» **Work task**: Among the records that follow, count the lines where "below" appears, and state the count by itself.

(Referring expression data)

::::

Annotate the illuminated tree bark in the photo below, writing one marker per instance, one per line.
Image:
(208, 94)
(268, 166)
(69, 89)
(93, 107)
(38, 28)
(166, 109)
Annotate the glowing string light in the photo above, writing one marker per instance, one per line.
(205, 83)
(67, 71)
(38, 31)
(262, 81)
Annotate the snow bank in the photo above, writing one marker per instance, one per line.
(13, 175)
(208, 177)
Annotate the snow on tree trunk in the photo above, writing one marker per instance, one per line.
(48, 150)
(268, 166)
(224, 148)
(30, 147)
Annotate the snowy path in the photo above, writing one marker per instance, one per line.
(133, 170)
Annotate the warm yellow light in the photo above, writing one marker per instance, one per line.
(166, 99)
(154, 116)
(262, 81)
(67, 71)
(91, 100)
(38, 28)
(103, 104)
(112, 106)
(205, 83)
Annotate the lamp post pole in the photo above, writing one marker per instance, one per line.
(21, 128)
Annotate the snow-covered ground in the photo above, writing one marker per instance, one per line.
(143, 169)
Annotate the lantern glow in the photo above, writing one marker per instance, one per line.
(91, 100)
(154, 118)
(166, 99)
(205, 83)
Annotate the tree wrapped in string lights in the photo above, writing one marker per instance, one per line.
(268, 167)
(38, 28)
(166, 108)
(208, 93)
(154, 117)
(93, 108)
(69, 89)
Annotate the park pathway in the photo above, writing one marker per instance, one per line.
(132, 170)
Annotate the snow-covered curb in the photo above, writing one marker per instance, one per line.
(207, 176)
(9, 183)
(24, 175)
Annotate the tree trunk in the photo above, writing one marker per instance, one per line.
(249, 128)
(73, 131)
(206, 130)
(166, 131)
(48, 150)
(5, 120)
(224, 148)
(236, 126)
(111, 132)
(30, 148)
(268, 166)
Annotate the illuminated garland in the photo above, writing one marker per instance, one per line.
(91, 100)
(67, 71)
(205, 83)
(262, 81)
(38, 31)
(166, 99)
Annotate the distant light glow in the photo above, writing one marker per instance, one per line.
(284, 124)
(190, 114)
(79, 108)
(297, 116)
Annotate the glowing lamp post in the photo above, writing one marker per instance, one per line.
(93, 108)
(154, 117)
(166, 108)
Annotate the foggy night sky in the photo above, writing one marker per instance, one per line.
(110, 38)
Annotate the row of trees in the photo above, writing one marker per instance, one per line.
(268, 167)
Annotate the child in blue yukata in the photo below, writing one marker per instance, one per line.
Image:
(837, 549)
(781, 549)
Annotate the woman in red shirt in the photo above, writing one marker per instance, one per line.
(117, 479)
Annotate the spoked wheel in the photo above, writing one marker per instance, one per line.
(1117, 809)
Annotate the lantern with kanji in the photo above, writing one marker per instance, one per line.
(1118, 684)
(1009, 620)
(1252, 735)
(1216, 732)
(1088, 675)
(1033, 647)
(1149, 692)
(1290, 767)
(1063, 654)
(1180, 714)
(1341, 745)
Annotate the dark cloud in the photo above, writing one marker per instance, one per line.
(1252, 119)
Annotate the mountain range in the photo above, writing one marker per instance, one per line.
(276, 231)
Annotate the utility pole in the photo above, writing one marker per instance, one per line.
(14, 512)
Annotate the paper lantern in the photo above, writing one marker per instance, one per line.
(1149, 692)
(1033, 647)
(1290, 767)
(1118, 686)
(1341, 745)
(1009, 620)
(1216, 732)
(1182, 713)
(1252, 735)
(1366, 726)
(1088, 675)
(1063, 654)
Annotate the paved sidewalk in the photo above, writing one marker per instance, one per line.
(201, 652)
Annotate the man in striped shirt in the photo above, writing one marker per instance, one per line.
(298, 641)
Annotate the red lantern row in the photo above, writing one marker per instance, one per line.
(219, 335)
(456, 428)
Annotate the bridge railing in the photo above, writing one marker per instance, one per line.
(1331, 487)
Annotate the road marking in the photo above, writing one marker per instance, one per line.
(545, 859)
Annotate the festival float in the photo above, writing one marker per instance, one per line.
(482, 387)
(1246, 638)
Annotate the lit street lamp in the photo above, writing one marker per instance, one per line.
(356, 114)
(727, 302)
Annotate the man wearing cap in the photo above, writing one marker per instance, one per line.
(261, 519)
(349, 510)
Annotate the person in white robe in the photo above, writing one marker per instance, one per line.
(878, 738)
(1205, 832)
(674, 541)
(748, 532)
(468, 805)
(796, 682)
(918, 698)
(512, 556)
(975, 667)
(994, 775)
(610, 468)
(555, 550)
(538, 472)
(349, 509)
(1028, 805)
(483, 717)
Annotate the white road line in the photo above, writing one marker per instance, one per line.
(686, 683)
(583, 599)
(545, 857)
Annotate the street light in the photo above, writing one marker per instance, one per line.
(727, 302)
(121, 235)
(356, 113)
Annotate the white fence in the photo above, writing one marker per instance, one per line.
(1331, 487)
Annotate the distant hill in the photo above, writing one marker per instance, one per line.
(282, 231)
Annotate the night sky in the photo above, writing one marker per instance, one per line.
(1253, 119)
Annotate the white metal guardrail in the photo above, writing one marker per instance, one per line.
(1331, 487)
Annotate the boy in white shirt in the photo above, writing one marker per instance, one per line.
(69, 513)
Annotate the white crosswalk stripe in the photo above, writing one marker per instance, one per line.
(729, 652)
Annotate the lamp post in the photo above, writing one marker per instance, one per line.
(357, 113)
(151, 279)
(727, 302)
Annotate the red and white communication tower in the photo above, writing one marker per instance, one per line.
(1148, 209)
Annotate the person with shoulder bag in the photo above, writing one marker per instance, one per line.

::::

» **Task result**: 2